Rassemblez, en les recopiant, toutes les lignes ci-dessous qui contiennent le mot « wall ».

(Entrées d'annotation par boîtes englobantes)
%%

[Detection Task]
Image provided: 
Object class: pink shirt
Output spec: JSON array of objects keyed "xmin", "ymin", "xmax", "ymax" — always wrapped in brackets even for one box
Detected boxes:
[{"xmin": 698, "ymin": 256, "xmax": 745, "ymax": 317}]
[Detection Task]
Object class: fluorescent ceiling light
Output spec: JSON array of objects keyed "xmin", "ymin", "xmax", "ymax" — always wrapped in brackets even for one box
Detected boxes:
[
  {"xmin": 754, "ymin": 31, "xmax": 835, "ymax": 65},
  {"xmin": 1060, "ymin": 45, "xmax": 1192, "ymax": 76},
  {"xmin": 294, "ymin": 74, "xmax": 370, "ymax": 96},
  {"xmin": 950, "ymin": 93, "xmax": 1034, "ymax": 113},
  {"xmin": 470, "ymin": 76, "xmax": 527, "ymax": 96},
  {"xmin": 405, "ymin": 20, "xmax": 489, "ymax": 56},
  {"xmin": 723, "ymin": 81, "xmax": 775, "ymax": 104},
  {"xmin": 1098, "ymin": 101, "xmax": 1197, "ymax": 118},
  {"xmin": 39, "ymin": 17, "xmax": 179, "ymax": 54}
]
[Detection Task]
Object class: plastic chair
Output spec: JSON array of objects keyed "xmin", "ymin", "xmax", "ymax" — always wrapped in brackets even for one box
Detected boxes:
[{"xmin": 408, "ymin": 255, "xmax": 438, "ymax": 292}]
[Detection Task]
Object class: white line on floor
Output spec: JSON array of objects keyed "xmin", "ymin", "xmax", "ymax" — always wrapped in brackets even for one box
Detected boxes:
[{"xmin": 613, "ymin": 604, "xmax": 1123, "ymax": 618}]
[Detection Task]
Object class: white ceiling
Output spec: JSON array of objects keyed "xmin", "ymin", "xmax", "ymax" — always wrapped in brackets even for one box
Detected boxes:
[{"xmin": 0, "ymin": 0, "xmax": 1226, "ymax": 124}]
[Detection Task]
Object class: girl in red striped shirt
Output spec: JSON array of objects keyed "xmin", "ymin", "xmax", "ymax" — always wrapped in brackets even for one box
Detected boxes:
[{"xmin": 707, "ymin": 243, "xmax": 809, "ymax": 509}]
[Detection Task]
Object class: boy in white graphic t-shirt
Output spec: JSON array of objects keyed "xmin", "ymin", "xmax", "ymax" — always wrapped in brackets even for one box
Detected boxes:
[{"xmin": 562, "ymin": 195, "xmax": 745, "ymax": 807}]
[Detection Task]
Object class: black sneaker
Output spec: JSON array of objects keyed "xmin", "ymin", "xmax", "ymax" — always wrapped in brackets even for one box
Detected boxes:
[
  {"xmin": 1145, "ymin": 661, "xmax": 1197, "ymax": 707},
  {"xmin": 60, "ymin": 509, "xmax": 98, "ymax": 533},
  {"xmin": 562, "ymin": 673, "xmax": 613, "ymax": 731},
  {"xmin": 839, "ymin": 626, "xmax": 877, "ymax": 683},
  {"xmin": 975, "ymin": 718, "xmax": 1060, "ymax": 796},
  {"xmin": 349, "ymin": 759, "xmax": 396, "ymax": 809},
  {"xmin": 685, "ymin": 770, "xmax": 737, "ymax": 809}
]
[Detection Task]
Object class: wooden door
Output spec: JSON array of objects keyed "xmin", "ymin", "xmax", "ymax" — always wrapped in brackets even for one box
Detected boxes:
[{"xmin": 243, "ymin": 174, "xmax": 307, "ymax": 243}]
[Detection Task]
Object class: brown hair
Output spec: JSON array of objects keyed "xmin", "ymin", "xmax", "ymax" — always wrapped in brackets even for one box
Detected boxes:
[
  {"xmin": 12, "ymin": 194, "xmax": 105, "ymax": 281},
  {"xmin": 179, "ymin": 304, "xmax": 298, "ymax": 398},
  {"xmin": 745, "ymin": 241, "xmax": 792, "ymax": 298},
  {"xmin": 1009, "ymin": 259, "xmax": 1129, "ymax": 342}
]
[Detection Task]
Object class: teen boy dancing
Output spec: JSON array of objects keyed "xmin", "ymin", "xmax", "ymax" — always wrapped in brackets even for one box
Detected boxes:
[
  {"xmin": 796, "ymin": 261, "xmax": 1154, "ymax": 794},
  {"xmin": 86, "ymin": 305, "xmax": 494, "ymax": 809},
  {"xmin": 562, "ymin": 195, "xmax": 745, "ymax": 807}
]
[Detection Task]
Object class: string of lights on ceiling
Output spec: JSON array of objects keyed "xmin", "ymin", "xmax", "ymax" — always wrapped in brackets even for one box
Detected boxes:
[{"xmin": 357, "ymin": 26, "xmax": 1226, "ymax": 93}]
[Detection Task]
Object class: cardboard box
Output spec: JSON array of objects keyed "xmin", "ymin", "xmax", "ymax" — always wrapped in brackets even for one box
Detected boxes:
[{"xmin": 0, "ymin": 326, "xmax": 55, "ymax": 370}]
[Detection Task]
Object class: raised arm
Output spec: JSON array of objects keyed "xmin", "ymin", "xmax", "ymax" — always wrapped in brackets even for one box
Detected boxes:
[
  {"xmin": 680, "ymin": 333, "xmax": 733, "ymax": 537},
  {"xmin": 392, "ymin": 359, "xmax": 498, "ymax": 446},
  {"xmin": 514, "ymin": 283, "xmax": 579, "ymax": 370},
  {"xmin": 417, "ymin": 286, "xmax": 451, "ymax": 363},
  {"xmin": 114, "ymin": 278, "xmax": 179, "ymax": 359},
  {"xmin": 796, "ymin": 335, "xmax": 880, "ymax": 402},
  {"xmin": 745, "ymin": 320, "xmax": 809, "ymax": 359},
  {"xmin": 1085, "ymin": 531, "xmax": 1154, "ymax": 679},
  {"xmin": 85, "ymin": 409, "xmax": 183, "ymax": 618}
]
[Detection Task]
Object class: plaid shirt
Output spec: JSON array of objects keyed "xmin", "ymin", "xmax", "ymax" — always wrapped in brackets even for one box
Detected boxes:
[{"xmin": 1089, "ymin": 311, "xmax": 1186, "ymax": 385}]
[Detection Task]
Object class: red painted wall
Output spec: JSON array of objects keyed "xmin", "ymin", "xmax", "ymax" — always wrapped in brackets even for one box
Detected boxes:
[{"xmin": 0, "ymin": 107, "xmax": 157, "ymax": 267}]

%%
%%

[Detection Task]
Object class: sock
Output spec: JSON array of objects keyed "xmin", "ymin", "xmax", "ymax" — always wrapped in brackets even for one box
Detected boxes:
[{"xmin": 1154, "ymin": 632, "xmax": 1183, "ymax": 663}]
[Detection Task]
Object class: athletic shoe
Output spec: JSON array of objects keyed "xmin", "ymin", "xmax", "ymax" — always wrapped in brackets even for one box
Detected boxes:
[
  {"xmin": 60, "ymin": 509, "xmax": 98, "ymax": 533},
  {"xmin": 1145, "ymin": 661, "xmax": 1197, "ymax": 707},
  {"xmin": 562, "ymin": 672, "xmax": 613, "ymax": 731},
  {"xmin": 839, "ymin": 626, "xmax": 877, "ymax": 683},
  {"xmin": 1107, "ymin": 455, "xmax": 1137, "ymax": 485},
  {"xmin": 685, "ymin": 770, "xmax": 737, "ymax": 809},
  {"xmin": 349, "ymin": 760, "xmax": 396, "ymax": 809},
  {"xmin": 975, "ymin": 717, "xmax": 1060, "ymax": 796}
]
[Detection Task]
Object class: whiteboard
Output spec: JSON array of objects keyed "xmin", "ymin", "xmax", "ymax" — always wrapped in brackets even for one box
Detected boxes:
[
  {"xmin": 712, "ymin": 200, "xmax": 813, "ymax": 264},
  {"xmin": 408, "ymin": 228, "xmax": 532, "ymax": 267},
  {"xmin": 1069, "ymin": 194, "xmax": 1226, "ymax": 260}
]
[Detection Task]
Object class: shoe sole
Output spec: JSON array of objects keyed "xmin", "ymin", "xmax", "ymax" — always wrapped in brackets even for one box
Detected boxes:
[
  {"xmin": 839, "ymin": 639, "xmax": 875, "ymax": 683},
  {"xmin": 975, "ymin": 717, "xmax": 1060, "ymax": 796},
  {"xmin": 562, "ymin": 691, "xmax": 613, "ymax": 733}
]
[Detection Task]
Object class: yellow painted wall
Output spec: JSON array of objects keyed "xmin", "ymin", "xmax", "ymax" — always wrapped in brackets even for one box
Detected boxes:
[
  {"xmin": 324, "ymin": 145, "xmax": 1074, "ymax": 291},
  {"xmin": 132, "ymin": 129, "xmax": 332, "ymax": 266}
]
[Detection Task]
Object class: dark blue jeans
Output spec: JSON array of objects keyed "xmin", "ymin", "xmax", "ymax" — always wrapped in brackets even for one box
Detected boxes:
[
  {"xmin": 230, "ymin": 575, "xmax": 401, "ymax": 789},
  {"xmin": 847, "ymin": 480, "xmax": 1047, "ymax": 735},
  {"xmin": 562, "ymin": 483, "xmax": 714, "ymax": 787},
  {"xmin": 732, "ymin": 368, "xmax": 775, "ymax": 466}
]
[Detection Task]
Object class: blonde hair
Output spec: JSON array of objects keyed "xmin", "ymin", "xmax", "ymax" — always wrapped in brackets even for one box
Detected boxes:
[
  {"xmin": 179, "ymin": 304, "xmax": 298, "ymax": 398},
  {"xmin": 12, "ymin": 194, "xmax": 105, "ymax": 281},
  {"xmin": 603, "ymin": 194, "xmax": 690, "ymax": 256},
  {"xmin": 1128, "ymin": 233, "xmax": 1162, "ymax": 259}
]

%%

# RÉSULTAT
Object class: red painted wall
Object class: yellow painted wall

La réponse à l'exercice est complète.